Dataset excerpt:
↓↓↓
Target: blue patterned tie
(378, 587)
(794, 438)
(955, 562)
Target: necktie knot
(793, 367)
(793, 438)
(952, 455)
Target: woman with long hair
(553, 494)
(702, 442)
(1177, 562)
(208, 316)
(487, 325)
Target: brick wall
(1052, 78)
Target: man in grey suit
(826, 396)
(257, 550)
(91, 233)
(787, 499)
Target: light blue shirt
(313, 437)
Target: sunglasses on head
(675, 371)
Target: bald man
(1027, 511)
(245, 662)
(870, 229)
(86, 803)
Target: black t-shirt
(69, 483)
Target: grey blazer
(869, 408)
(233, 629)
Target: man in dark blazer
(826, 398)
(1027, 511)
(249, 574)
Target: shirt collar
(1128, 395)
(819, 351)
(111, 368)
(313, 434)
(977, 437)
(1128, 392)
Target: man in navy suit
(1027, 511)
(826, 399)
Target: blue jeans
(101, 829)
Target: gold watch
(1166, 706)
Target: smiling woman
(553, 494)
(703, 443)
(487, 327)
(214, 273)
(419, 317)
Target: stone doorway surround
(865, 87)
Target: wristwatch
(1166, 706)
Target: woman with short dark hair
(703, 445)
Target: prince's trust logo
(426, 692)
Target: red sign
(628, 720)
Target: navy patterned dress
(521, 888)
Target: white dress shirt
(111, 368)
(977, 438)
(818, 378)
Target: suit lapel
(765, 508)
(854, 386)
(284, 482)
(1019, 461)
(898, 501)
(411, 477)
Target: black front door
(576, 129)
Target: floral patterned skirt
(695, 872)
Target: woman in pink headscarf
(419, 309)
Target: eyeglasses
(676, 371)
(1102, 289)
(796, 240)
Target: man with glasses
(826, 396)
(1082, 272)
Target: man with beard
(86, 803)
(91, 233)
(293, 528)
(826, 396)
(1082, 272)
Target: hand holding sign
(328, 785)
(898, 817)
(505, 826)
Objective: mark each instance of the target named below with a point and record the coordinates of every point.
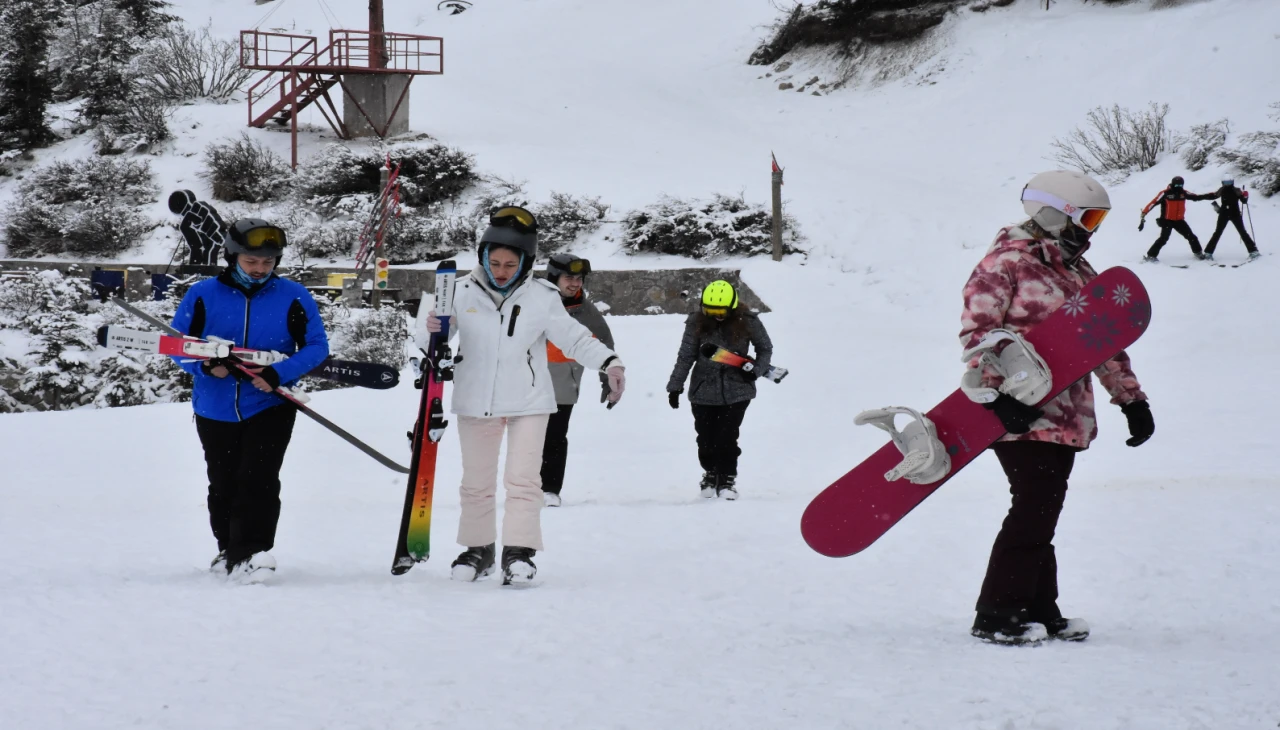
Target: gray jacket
(567, 374)
(714, 384)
↑↑↑
Problem requirements: Extract every line of the entries above, word for word, and leave the picture out.

Solution:
Target: blue patterned tie
(378, 587)
(794, 438)
(955, 562)
Target: necktie knot
(793, 367)
(793, 438)
(952, 455)
Target: woman with long hair
(553, 494)
(702, 442)
(1177, 562)
(208, 316)
(487, 325)
Target: brick wall
(1052, 78)
Target: man in grey suit
(826, 396)
(257, 550)
(91, 233)
(787, 499)
Target: light blue shirt
(313, 437)
Target: sunglasses on head
(675, 371)
Target: bald man
(1027, 511)
(245, 662)
(870, 229)
(86, 803)
Target: black t-shirt
(69, 483)
Target: grey blazer
(869, 408)
(233, 629)
Target: man in dark blazer
(826, 398)
(1027, 511)
(249, 574)
Target: shirt collar
(1128, 395)
(819, 351)
(111, 368)
(313, 434)
(977, 437)
(1128, 392)
Target: man in navy suit
(1027, 511)
(826, 399)
Target: blue jeans
(101, 829)
Target: gold watch
(1166, 706)
Target: smiling woman
(553, 494)
(703, 443)
(487, 327)
(214, 273)
(419, 317)
Target: stone doorway surround
(865, 87)
Target: wristwatch
(1166, 706)
Target: woman with short dark hair
(703, 445)
Target: prince's trust logo
(426, 692)
Target: red sign
(628, 720)
Target: navy patterned dress
(521, 888)
Target: white dress shirt
(111, 368)
(977, 438)
(818, 378)
Target: suit lapel
(765, 508)
(854, 386)
(284, 482)
(1019, 461)
(898, 501)
(411, 477)
Target: black front door
(576, 129)
Target: floral patterned skirt
(695, 872)
Target: woman in pink headscarf
(419, 309)
Target: eyeglasses
(676, 371)
(1102, 289)
(796, 240)
Target: man with glasses
(826, 396)
(1082, 272)
Target: man with beard
(86, 803)
(91, 233)
(293, 528)
(826, 396)
(1082, 272)
Target: hand holding sign
(328, 785)
(898, 817)
(505, 826)
Objective: mark each instance of the target named below with a point and record the coordinates of every point.
Target: gray jacket
(567, 374)
(714, 384)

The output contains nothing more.